PROBLEM DETAILS:
Starting with the line that contains "Reviewer note: confirm one keypoint per instance of the earring;", copy every line through the end of the data below, exactly and with nothing added.

-- Begin DATA ENTRIES --

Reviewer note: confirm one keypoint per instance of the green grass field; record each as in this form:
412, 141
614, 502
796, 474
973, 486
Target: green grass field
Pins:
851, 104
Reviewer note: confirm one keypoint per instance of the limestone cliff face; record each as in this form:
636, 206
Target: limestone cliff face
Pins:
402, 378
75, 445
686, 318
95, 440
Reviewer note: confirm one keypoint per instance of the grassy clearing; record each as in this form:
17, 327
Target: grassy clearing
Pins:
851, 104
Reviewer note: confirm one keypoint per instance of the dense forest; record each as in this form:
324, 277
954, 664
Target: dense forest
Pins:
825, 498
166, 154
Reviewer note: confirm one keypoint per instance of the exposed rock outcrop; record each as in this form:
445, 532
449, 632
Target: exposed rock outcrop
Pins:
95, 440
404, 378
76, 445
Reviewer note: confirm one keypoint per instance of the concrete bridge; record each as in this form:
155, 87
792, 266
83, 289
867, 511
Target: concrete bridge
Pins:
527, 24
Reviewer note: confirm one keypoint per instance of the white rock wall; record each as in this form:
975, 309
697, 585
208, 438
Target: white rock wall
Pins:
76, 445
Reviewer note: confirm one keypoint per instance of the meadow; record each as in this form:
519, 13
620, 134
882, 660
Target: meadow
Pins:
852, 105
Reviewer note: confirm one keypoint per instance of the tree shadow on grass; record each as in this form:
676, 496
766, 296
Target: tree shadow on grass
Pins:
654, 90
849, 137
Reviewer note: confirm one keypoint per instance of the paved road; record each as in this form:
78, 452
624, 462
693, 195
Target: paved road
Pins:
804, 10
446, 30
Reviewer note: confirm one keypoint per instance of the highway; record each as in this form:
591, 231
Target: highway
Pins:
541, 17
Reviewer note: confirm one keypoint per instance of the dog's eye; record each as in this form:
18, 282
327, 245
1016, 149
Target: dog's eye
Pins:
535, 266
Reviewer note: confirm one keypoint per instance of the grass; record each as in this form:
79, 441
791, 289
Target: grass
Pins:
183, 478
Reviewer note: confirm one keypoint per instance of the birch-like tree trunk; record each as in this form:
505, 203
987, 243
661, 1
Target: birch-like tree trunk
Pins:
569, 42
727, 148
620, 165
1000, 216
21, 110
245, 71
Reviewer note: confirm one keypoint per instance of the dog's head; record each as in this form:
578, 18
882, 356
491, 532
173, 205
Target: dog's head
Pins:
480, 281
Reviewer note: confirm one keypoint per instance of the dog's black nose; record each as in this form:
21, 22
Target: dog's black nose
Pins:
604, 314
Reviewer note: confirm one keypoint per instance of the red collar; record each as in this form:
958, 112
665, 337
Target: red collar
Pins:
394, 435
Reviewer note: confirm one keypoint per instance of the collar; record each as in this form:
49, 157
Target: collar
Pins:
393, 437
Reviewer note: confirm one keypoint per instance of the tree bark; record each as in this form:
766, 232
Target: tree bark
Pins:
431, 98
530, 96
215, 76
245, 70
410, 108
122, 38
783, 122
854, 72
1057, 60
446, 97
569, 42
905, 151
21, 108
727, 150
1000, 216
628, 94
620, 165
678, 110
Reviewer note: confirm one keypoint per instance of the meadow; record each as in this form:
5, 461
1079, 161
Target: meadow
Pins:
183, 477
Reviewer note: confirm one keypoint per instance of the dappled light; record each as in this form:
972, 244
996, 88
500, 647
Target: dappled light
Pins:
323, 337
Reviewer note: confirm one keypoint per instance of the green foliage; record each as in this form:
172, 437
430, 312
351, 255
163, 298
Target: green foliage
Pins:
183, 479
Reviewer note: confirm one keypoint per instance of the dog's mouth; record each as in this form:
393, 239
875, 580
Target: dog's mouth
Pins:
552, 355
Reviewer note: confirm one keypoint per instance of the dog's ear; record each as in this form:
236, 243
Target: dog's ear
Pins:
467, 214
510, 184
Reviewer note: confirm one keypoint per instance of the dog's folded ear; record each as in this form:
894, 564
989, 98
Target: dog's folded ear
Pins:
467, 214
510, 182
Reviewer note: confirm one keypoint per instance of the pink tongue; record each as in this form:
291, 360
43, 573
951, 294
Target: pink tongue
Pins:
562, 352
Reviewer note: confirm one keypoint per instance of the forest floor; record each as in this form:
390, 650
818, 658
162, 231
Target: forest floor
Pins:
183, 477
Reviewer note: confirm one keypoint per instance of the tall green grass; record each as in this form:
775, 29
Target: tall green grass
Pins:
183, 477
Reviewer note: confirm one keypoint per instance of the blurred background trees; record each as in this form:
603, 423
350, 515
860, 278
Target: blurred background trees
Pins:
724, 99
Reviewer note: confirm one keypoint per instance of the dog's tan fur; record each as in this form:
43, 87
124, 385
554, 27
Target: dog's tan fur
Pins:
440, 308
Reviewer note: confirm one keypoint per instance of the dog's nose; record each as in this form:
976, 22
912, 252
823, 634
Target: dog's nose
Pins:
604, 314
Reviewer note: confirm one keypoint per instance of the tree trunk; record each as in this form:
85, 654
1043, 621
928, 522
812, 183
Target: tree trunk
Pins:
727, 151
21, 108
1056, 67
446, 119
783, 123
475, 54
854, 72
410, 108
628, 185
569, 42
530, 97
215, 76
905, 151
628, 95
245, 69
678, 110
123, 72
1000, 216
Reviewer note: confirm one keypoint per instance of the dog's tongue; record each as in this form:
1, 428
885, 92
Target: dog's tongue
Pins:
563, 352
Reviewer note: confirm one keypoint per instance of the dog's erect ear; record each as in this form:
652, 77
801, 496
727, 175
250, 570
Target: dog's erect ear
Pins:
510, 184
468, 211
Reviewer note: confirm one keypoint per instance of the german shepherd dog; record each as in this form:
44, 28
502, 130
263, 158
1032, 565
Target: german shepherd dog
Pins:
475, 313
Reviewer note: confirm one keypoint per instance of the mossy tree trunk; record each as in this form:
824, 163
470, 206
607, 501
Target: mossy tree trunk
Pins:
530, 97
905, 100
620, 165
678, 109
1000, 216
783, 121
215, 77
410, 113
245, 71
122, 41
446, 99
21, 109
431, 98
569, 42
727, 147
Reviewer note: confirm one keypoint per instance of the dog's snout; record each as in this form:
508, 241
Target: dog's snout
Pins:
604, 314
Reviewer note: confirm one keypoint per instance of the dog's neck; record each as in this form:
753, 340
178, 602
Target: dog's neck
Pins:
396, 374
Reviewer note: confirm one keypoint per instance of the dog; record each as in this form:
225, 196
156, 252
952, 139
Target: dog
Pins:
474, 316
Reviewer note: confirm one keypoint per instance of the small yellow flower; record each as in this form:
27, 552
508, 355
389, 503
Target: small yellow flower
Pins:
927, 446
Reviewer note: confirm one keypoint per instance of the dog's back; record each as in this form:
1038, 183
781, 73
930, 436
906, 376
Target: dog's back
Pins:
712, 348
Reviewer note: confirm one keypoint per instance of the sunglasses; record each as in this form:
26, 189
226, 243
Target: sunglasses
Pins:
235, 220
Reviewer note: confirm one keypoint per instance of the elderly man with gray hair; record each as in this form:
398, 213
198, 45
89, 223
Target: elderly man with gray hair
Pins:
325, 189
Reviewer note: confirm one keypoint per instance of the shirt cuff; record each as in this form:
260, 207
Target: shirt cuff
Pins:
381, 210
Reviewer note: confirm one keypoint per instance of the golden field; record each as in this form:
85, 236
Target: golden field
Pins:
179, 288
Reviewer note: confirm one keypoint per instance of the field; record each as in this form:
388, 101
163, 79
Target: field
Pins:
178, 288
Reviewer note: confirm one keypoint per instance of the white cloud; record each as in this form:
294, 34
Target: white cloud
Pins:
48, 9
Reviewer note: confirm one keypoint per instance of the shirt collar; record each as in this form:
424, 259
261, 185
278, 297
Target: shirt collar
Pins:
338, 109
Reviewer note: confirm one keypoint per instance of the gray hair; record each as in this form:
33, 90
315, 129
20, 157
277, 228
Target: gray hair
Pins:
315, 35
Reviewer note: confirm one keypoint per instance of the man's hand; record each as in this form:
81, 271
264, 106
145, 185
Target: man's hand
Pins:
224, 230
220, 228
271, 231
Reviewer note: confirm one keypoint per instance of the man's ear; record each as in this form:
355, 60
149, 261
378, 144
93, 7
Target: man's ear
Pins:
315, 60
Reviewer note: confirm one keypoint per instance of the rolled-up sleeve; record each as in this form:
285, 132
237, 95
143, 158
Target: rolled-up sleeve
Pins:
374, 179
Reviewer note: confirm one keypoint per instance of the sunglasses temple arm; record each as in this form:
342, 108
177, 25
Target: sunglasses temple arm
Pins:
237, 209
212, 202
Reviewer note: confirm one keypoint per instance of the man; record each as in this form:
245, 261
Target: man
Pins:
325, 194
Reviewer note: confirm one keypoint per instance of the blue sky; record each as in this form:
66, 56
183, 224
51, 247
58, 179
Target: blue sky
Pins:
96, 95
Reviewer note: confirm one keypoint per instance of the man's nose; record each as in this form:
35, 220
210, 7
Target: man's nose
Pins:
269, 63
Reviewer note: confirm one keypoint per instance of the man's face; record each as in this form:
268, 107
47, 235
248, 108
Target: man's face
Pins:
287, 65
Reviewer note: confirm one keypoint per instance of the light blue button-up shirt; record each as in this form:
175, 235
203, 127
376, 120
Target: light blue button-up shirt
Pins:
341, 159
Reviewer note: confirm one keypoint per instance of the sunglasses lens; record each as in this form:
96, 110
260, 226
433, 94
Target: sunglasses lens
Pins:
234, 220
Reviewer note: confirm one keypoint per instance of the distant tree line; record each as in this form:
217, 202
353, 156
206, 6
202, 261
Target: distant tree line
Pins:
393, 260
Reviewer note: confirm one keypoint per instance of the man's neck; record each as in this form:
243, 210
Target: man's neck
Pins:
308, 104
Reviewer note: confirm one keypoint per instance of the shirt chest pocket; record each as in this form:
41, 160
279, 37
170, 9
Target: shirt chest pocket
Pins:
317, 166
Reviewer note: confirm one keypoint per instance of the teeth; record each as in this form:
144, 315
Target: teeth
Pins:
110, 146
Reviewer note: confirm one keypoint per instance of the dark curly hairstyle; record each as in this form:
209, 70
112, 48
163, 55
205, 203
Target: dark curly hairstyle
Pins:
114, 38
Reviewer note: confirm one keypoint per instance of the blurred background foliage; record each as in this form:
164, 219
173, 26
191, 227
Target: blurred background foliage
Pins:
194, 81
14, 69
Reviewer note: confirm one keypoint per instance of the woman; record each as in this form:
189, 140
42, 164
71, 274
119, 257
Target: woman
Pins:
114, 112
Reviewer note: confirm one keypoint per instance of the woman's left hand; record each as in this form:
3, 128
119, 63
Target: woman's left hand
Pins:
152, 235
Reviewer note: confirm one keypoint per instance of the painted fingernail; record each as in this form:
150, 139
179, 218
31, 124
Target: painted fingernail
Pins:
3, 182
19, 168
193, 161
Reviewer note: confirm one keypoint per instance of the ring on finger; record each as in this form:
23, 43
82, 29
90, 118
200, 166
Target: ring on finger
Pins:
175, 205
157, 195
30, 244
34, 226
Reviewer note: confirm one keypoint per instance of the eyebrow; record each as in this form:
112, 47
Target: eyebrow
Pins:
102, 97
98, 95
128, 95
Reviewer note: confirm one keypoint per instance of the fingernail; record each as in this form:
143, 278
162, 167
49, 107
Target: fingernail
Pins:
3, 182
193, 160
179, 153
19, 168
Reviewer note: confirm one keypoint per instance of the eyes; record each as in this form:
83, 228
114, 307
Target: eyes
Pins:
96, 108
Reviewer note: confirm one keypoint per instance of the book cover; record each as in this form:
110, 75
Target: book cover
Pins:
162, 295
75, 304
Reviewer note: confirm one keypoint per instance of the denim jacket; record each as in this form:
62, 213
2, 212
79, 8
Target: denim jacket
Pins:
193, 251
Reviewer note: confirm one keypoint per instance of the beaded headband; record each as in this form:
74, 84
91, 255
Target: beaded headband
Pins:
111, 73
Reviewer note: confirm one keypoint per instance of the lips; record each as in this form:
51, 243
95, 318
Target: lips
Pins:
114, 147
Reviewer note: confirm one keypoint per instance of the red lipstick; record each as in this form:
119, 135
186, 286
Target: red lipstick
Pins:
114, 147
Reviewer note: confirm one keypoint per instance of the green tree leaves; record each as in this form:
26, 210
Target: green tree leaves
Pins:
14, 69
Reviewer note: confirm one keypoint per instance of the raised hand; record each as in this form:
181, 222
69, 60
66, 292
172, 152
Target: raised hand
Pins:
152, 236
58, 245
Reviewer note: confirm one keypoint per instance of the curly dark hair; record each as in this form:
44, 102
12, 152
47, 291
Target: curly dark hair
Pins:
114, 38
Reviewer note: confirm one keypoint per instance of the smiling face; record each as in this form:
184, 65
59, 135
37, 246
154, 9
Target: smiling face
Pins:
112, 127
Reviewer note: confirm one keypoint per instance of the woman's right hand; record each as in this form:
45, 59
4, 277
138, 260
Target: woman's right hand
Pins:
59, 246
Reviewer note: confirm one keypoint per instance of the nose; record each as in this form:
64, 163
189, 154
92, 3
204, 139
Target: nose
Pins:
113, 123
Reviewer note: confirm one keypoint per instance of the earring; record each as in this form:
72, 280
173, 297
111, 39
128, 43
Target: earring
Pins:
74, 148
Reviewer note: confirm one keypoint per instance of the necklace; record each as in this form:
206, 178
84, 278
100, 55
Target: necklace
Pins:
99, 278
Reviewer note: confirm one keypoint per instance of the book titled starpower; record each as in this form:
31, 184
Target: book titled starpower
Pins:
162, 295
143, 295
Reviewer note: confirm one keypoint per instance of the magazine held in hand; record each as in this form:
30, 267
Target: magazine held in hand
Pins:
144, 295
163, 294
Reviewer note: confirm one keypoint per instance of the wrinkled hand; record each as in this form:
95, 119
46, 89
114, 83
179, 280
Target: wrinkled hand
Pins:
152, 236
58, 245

-- End DATA ENTRIES --

THE REPLY:
Reviewer note: confirm one keypoint per instance of the earring; record each as in this form:
72, 280
173, 297
111, 39
128, 43
Target: earring
Pins:
74, 148
Reviewer note: confirm one keypoint per instance of the necklace; record each as in this form:
206, 178
84, 278
100, 55
Target: necklace
Pins:
99, 278
Reviewer note: confirm one keypoint per instance of the book titled starpower; record each as in this form:
31, 184
Target: book titled starpower
Pins:
162, 295
143, 295
Reviewer note: confirm one keypoint per instance of the magazine held in hand; record each as in this form:
30, 267
Target: magazine held in hand
Pins:
144, 295
163, 294
Reviewer note: confirm one keypoint per instance of the wrinkled hand; record each as in this form:
95, 119
46, 89
114, 83
179, 280
Target: wrinkled hand
Pins:
152, 236
58, 245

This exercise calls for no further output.